__Description of the task__.
The records below need to be printed in full. Keep each one exact.

Data records
/---

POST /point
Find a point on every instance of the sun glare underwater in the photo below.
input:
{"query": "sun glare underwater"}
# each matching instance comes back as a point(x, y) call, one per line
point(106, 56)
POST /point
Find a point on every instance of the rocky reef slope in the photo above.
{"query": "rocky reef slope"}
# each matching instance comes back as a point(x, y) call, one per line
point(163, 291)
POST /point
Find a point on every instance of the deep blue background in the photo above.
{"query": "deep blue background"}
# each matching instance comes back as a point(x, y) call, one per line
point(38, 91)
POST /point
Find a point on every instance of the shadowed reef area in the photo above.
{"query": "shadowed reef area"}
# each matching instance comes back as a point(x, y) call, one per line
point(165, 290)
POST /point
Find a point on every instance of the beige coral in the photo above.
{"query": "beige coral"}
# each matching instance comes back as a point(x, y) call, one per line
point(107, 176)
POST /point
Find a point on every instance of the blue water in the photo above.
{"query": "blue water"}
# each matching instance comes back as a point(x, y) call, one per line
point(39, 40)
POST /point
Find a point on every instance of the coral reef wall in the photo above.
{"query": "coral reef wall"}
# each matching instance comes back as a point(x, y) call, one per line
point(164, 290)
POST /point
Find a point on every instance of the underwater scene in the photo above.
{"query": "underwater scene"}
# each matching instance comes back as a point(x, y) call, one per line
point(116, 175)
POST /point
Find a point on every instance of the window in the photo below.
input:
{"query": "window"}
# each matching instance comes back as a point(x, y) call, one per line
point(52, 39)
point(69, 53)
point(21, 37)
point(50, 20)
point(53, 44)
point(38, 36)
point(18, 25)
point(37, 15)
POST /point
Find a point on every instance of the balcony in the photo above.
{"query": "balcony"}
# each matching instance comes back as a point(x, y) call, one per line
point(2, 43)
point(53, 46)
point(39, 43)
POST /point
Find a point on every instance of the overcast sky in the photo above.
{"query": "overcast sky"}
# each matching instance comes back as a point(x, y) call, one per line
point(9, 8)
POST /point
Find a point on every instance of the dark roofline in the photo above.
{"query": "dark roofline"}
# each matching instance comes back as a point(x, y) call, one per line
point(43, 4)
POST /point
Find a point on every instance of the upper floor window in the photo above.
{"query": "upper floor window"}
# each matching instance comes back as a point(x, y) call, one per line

\---

__Written response__.
POST /point
Find a point on every instance of the sun glare underwater in the photo below.
input:
{"query": "sun glare underwater"}
# each matching instance comes back as a point(x, y) call, one per line
point(106, 56)
POST /point
Find a point on every instance of the rocky reef slope in the photo above.
{"query": "rocky reef slope"}
# each matching instance comes back as a point(x, y) call, one per line
point(163, 291)
POST /point
Find a point on every instance of the deep blue background in the photo above.
{"query": "deep blue background"}
# each matching instance comes back as a point(x, y) call, one per line
point(38, 91)
POST /point
Find a point on every instance of the shadowed reef area in the photo above.
{"query": "shadowed reef area"}
# each matching instance comes back as a point(x, y) call, one per line
point(165, 290)
POST /point
Find a point on every instance of the beige coral in the photo above.
{"query": "beige coral"}
# each matching instance comes back as a point(x, y) call, one per line
point(107, 176)
POST /point
Find a point on every instance of the blue water in the photo above.
{"query": "blue water"}
# each matching instance comes back as a point(x, y) call, one per line
point(39, 40)
POST /point
Find a point on every instance of the coral reef wall in the photo above.
{"query": "coral reef wall"}
# each matching instance comes back as a point(x, y) call, one per line
point(164, 290)
POST /point
Find a point on every instance of the underwater scene in the photo above.
{"query": "underwater scene"}
# each matching instance comes back as a point(x, y) call, one per line
point(116, 175)
POST /point
Find a point on every instance of the window in the photo below.
input:
{"query": "window"}
# each matching instance comes back as a point(x, y) call, one per line
point(52, 39)
point(69, 53)
point(21, 37)
point(50, 20)
point(53, 44)
point(38, 36)
point(18, 25)
point(37, 15)
POST /point
Find a point on every instance of the balcony in the photo above.
{"query": "balcony"}
# each matching instance comes back as a point(x, y) call, one per line
point(2, 43)
point(53, 46)
point(39, 43)
POST /point
Find a point on every instance of the overcast sky in the photo above.
{"query": "overcast sky"}
# each matching instance comes back as a point(x, y) call, one per line
point(9, 8)
POST /point
Find a point on every instance of the dark roofline in the photo above.
{"query": "dark roofline"}
# each matching instance comes back as a point(x, y) call, one per line
point(43, 4)
POST /point
Find a point on every instance of the upper floor window in the photo above.
{"query": "upper floor window"}
# each matching instance comes back as a point(x, y) call, one per line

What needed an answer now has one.